▶ **Task**
Please gather every line of the items below that contains the word "above", where case counts.

Items listed in a dataset:
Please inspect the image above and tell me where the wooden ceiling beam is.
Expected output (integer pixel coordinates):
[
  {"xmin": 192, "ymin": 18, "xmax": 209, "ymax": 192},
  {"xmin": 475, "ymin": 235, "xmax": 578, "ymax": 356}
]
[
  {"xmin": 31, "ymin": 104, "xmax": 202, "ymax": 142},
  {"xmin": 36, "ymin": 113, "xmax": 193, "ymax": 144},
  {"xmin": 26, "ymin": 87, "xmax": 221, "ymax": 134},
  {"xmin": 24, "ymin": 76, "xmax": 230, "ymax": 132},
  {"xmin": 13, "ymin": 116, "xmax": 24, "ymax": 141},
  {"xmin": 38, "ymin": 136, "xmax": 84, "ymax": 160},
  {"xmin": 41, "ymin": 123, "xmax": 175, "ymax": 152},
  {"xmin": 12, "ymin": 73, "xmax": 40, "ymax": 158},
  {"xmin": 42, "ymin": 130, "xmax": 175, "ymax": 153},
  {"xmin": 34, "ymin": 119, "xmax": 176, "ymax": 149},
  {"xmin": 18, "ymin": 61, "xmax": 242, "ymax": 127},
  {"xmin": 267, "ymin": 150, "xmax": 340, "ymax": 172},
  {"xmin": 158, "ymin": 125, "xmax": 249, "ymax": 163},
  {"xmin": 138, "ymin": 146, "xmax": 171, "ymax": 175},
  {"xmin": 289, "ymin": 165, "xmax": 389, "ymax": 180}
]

▶ **Exercise response**
Please inspect the image above and tell me where the wooden ceiling beam is.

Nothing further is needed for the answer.